--- start QUOTED TEXT ---

On 5/5/26 4:08 PM, Justin Suess wrote:
> A BPF program attached to tp_btf/nmi_handler can delete map entries or
> swap out referenced kptrs from NMI context. Today that runs the kptr
> destructor inline. Destructors such as bpf_cpumask_release() can take
> RCU-related locks, so running them from NMI can deadlock the system.
> 
> Preallocate offload jobs from the global BPF memory allocator, track the
> number of live destructor-backed references so the pool stays ahead of
> NMI frees, and let the worker invoke the destructor after NMI exits.
> 
> The algorithm for preallocation is simple: The invariant is total >=
> refs + active, where refs = the ref kptrs installed in maps, active =
> jobs being executed in the irq_work worker, and total is the number of
> job structures allocated. To avoid excessive pre-allocation calls while
> maintaining the invariant, we allocate the needed slots, plus a small
> amount of extra, min(needed, BPF_DTOR_KPTR_RESERVE_HEADROOM), where
> BPF_DTOR_KPTR_RESERVE_HEADROOM is 64 in this patch.

--- end QUOTED TEXT ---
--- start DATASET RECORDS ---

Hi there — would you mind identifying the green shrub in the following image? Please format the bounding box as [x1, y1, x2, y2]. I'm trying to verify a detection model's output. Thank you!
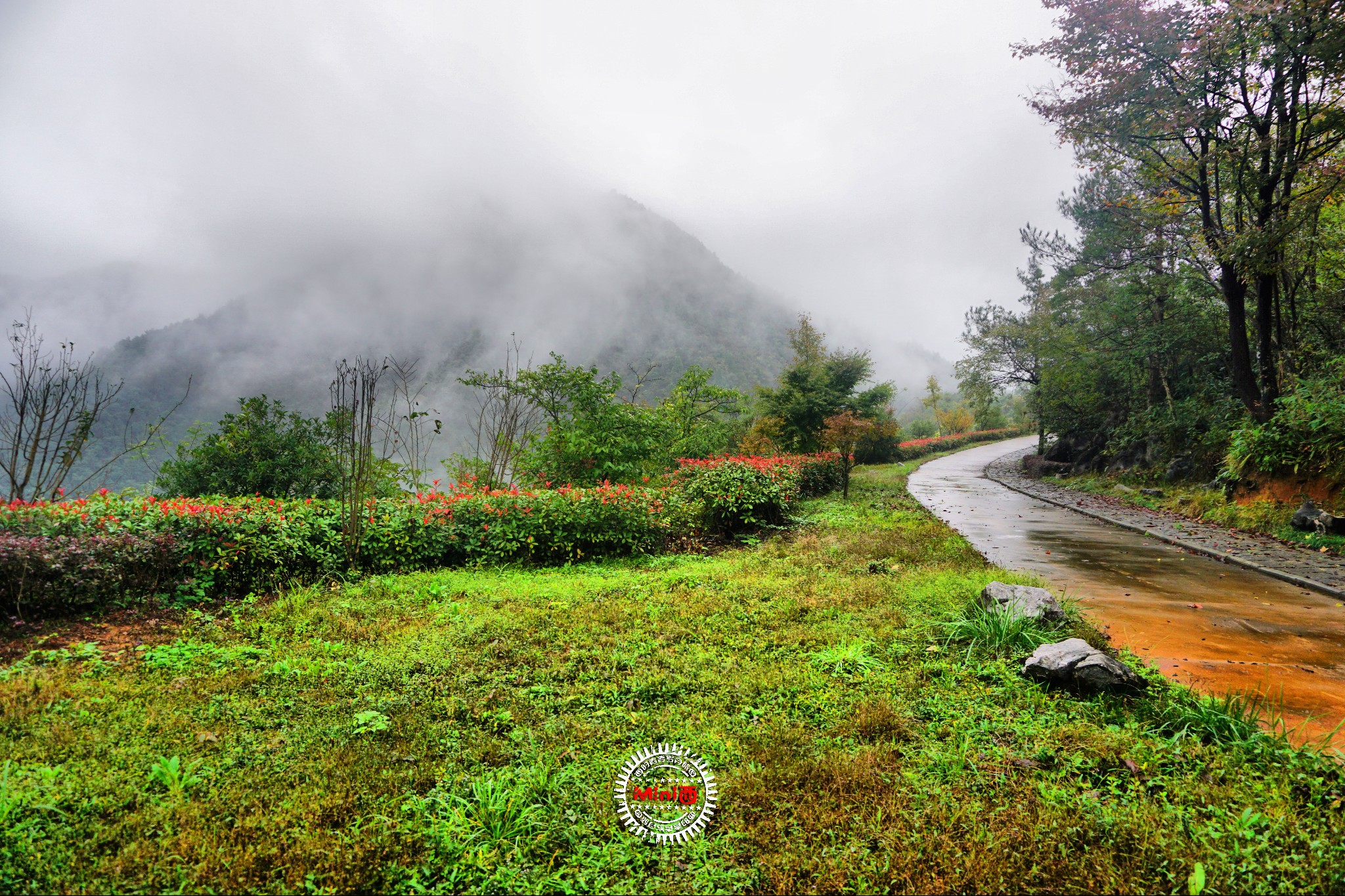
[674, 453, 845, 532]
[155, 395, 340, 498]
[897, 427, 1022, 461]
[1228, 358, 1345, 481]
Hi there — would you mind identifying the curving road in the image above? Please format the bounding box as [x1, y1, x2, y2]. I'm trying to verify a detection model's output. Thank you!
[909, 437, 1345, 736]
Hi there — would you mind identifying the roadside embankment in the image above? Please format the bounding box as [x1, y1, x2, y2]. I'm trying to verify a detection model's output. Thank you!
[986, 449, 1345, 598]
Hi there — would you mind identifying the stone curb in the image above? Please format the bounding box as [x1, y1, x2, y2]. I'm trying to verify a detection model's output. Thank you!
[984, 449, 1345, 598]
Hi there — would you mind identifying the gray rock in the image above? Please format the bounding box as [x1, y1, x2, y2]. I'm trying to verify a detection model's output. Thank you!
[1073, 650, 1149, 693]
[1022, 638, 1149, 693]
[1164, 454, 1196, 482]
[1289, 500, 1345, 534]
[1289, 500, 1321, 532]
[978, 582, 1065, 624]
[1022, 638, 1096, 685]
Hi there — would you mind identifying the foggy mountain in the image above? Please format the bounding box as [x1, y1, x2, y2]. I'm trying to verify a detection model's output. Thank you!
[11, 185, 950, 488]
[72, 194, 795, 485]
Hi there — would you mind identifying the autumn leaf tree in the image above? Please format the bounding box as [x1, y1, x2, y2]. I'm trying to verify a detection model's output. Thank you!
[822, 411, 897, 498]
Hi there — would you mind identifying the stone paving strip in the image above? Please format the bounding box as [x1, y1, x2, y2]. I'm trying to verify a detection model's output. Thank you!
[986, 449, 1345, 598]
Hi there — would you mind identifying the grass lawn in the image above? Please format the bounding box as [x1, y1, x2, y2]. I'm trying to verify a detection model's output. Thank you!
[0, 465, 1345, 893]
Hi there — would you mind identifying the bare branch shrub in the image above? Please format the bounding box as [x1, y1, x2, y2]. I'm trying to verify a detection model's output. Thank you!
[331, 357, 389, 567]
[0, 310, 191, 501]
[457, 339, 540, 488]
[380, 357, 444, 489]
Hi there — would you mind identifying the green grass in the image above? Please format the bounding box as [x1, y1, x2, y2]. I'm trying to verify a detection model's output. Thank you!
[1044, 471, 1345, 553]
[0, 465, 1345, 892]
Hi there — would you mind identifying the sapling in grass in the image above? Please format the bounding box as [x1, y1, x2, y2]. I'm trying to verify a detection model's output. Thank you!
[149, 756, 204, 797]
[355, 710, 393, 735]
[812, 641, 884, 675]
[944, 605, 1060, 658]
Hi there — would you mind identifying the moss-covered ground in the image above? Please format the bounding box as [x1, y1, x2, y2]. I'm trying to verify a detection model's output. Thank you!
[0, 465, 1345, 893]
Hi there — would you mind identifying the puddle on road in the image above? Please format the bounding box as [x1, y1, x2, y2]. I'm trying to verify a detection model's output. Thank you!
[909, 438, 1345, 744]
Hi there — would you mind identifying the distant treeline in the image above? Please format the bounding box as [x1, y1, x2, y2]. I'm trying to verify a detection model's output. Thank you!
[958, 0, 1345, 480]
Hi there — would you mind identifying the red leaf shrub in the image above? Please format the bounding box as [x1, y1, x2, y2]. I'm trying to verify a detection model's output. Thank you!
[0, 454, 839, 618]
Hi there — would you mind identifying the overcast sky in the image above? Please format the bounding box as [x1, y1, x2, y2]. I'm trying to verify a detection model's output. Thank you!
[0, 0, 1072, 357]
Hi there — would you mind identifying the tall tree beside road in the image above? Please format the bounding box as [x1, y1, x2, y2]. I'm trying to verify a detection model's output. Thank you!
[1018, 0, 1345, 421]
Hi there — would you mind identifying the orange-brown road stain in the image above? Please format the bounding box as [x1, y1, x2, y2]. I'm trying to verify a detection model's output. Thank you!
[910, 438, 1345, 744]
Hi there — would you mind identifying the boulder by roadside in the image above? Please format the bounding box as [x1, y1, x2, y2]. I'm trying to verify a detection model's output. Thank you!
[978, 582, 1065, 625]
[1022, 638, 1149, 693]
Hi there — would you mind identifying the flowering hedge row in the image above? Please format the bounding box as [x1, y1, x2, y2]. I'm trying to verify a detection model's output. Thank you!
[0, 456, 839, 614]
[897, 427, 1024, 461]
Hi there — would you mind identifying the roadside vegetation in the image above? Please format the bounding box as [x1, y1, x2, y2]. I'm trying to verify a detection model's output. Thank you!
[1042, 470, 1345, 555]
[0, 465, 1345, 892]
[958, 0, 1345, 505]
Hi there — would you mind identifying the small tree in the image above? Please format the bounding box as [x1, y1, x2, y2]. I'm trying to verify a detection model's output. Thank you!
[920, 373, 943, 435]
[155, 395, 340, 498]
[822, 411, 896, 498]
[933, 404, 977, 435]
[451, 340, 540, 488]
[378, 357, 444, 489]
[757, 314, 894, 452]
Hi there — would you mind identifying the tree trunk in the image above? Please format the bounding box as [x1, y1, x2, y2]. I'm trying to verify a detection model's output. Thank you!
[1218, 265, 1260, 419]
[1252, 272, 1279, 423]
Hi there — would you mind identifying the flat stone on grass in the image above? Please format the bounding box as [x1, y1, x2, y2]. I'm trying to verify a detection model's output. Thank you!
[978, 582, 1065, 625]
[1022, 638, 1149, 693]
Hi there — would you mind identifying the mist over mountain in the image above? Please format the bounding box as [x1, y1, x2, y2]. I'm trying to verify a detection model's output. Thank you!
[11, 194, 950, 486]
[60, 194, 795, 485]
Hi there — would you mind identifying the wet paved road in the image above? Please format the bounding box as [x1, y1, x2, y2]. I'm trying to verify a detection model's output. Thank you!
[909, 437, 1345, 736]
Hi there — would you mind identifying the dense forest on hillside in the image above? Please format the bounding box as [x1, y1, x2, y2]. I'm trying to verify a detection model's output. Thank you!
[959, 0, 1345, 492]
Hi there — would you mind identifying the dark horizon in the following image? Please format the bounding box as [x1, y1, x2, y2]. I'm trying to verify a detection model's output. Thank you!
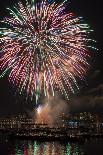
[0, 0, 103, 116]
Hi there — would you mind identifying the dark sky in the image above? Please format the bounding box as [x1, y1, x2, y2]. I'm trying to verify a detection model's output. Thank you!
[0, 0, 103, 115]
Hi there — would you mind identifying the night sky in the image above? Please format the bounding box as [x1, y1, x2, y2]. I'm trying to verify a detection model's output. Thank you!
[0, 0, 103, 116]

--- end DATASET RECORDS ---

REQUIRED TASK: Copy out the stretch of the BPF patch text above from "On 5/5/26 4:08" through "after NMI exits.".

ANSWER TO THIS EXERCISE:
On 5/5/26 4:08 PM, Justin Suess wrote:
> A BPF program attached to tp_btf/nmi_handler can delete map entries or
> swap out referenced kptrs from NMI context. Today that runs the kptr
> destructor inline. Destructors such as bpf_cpumask_release() can take
> RCU-related locks, so running them from NMI can deadlock the system.
> 
> Preallocate offload jobs from the global BPF memory allocator, track the
> number of live destructor-backed references so the pool stays ahead of
> NMI frees, and let the worker invoke the destructor after NMI exits.